It was 1:30 AM on January 28, 2002 when we received a phone call from the hospital. We were told that we needed to get there as soon as possible, but not to rush.
My mother had been hospitalized 5 days earlier to undergo Aortic surgery. My brother, sister and myself all lived in different states and my parents lived in yet a fourth state. We were all told that the surgery she was about to have had a 30 percent mortality rate. The 3 of us arrived a week prior to the surgery and had decided to be with them through her recovery. She didn't look or act like herself; it was obvious that she was declining and the surgery must have been necessary. We all individually had conversations with her at different times during that week as well as round-table laughter and reminiscing. We ate all of our meals together, watched TV together, it felt like the family I had when I was growing up. The sad part is that deep in my heart I knew this was going to be bad. Something just wasn't right.

▶ _DATA EXCERPTS_
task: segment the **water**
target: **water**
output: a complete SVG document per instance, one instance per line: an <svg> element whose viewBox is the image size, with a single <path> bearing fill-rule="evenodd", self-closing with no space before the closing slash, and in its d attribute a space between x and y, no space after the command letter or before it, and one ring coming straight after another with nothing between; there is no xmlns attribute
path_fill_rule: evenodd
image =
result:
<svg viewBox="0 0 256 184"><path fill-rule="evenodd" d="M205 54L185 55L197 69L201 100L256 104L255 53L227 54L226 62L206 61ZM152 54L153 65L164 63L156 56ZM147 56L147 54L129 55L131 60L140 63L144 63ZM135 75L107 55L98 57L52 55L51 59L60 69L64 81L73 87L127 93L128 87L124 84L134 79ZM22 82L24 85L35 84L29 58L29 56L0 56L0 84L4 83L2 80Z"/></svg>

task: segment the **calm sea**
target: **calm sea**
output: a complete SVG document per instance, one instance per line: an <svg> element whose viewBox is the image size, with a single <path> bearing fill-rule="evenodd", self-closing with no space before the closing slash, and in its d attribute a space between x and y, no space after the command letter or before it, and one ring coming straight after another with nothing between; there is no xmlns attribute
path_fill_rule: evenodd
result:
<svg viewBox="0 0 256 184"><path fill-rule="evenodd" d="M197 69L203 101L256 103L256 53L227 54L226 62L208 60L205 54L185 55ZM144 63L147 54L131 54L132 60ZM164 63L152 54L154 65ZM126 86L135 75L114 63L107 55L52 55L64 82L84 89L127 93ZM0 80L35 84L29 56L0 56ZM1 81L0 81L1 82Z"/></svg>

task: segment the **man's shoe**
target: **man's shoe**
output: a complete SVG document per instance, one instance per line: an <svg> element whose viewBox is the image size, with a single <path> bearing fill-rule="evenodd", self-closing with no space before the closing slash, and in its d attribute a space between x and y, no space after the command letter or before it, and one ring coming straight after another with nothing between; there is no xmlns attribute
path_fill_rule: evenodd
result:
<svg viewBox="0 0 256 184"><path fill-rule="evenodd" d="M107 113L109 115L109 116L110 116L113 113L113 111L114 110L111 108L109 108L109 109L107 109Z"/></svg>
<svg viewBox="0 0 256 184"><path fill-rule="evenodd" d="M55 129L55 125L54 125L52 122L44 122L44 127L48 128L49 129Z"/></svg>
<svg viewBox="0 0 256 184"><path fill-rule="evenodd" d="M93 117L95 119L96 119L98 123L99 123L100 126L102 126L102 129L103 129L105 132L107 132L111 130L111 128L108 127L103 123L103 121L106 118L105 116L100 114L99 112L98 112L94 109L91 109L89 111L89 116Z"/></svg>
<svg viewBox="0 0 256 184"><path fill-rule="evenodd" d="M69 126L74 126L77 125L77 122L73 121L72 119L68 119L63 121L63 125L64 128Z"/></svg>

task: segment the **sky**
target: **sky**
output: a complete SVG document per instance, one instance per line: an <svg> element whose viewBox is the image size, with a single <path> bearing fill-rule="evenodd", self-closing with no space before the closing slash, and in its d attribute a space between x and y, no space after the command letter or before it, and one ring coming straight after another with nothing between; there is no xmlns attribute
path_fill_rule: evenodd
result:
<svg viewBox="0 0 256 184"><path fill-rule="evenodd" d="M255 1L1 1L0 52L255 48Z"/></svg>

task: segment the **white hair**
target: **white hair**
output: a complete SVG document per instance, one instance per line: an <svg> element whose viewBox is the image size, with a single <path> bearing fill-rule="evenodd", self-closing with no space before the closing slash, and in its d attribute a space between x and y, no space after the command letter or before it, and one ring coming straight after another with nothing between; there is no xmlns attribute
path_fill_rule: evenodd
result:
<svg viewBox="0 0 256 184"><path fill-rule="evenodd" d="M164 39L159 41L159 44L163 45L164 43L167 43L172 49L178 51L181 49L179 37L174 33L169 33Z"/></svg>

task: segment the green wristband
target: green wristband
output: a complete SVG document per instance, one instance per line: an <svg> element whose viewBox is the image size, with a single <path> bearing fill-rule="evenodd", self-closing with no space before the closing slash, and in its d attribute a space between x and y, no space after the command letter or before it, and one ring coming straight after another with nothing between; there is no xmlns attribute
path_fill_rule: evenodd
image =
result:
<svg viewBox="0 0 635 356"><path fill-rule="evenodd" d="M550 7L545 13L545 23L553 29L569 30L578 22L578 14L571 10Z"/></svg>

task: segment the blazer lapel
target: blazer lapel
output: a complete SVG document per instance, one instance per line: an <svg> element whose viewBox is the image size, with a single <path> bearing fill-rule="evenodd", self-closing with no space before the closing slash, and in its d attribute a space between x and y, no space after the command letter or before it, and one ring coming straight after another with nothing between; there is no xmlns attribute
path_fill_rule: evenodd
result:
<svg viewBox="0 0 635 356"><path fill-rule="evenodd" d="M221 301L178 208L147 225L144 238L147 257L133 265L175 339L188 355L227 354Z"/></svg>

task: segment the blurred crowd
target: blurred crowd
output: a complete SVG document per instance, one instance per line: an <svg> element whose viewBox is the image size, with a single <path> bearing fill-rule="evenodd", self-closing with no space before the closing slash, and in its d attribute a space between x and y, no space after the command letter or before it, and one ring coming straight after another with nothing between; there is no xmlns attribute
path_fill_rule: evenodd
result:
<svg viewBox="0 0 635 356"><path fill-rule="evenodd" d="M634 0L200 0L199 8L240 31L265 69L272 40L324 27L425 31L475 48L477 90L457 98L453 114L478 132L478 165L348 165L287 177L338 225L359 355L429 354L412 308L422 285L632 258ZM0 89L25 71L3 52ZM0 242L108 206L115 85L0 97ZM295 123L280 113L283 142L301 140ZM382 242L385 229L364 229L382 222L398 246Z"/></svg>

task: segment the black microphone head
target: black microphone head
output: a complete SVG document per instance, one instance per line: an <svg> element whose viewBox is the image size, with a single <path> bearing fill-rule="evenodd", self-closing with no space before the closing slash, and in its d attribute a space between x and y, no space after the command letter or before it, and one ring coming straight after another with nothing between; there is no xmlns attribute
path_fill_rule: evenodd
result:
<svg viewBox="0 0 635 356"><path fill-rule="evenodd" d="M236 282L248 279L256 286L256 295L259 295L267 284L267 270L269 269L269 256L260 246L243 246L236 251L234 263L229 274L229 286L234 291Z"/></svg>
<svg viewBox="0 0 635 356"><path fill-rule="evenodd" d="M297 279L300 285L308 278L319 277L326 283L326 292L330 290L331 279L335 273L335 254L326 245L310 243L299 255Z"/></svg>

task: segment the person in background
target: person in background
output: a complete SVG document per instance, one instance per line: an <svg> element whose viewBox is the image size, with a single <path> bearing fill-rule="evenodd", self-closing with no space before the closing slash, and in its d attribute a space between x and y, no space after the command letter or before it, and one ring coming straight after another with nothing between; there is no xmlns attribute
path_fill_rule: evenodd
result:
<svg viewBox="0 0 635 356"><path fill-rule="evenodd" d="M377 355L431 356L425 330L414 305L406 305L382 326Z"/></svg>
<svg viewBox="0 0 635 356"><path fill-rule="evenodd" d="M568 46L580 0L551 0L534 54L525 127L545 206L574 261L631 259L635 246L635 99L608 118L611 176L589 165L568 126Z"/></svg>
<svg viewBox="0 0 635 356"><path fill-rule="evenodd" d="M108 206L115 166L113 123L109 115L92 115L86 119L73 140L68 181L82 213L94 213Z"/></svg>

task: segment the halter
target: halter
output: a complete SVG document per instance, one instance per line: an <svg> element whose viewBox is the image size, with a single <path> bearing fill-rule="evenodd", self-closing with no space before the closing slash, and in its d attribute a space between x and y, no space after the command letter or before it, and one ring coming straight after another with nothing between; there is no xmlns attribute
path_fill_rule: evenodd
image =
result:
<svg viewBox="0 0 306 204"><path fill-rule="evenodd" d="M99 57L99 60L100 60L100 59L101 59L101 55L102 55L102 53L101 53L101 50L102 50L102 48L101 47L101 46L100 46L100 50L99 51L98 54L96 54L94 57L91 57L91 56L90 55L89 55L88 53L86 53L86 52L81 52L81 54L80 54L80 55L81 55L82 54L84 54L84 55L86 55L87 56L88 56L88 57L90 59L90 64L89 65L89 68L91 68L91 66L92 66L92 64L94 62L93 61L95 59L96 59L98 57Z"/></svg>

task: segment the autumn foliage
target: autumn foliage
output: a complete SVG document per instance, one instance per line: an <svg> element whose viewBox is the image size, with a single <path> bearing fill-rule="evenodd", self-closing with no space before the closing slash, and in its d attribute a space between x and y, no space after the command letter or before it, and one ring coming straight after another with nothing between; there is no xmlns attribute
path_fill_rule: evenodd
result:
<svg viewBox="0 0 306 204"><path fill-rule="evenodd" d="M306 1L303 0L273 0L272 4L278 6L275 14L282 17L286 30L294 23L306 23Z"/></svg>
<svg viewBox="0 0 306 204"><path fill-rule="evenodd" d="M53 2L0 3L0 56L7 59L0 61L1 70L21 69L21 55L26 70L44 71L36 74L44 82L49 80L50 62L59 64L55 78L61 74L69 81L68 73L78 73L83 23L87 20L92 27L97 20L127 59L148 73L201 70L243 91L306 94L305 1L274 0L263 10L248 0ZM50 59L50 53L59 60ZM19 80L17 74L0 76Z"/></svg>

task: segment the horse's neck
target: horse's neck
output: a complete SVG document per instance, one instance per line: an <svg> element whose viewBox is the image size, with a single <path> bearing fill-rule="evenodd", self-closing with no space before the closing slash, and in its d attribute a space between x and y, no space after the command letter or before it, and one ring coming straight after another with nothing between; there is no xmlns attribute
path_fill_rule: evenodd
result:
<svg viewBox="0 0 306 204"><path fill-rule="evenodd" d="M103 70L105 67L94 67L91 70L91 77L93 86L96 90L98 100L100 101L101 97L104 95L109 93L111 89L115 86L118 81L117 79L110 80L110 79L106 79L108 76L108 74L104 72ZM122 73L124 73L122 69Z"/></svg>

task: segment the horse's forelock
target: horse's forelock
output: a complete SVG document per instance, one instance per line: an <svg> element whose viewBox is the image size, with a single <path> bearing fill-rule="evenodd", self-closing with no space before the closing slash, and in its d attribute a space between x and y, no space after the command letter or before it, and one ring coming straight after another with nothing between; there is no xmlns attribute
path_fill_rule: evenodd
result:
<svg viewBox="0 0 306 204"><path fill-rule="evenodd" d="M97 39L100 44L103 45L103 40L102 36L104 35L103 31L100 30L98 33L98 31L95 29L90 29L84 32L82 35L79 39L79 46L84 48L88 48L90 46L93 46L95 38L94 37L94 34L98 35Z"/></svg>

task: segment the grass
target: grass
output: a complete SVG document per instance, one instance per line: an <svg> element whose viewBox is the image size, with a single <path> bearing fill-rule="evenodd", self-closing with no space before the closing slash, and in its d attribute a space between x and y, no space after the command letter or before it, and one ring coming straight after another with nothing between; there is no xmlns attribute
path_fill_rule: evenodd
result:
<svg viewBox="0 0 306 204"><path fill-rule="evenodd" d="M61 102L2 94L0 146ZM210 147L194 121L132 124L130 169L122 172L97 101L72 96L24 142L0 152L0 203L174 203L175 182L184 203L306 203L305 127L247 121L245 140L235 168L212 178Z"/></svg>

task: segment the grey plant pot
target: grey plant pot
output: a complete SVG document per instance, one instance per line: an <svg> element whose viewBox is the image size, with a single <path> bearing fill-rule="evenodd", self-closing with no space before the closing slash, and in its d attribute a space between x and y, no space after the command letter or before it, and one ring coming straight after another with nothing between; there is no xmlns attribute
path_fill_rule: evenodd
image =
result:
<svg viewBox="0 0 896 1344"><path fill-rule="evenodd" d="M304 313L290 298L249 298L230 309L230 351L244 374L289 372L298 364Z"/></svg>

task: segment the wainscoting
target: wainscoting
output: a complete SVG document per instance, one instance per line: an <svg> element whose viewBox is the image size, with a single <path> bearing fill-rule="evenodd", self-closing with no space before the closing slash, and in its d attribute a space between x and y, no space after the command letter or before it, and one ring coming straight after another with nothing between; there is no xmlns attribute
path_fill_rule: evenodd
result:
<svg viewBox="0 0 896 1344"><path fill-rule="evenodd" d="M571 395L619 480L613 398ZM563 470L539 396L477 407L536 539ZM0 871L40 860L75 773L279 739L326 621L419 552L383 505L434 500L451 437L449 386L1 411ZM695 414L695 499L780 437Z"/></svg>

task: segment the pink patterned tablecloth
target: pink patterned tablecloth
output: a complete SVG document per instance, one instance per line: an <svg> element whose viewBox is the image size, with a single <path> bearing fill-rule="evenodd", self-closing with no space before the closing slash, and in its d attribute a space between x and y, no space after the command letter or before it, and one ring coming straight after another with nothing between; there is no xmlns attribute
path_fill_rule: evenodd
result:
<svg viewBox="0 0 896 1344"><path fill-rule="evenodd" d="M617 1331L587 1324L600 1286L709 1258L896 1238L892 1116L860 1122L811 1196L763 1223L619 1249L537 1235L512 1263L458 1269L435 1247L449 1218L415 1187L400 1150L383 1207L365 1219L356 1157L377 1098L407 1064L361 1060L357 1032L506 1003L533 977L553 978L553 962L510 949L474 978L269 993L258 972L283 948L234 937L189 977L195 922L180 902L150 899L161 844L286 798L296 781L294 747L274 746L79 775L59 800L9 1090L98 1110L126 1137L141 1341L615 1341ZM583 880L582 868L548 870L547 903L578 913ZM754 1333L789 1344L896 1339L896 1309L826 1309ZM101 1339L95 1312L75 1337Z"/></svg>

▶ _THE TASK_
Could you set down the passage in the account of the mother's surgery from "My mother had" up to and including "just wasn't right.", word for word?

▶ _ANSWER AREA_
My mother had been hospitalized 5 days earlier to undergo Aortic surgery. My brother, sister and myself all lived in different states and my parents lived in yet a fourth state. We were all told that the surgery she was about to have had a 30 percent mortality rate. The 3 of us arrived a week prior to the surgery and had decided to be with them through her recovery. She didn't look or act like herself; it was obvious that she was declining and the surgery must have been necessary. We all individually had conversations with her at different times during that week as well as round-table laughter and reminiscing. We ate all of our meals together, watched TV together, it felt like the family I had when I was growing up. The sad part is that deep in my heart I knew this was going to be bad. Something just wasn't right.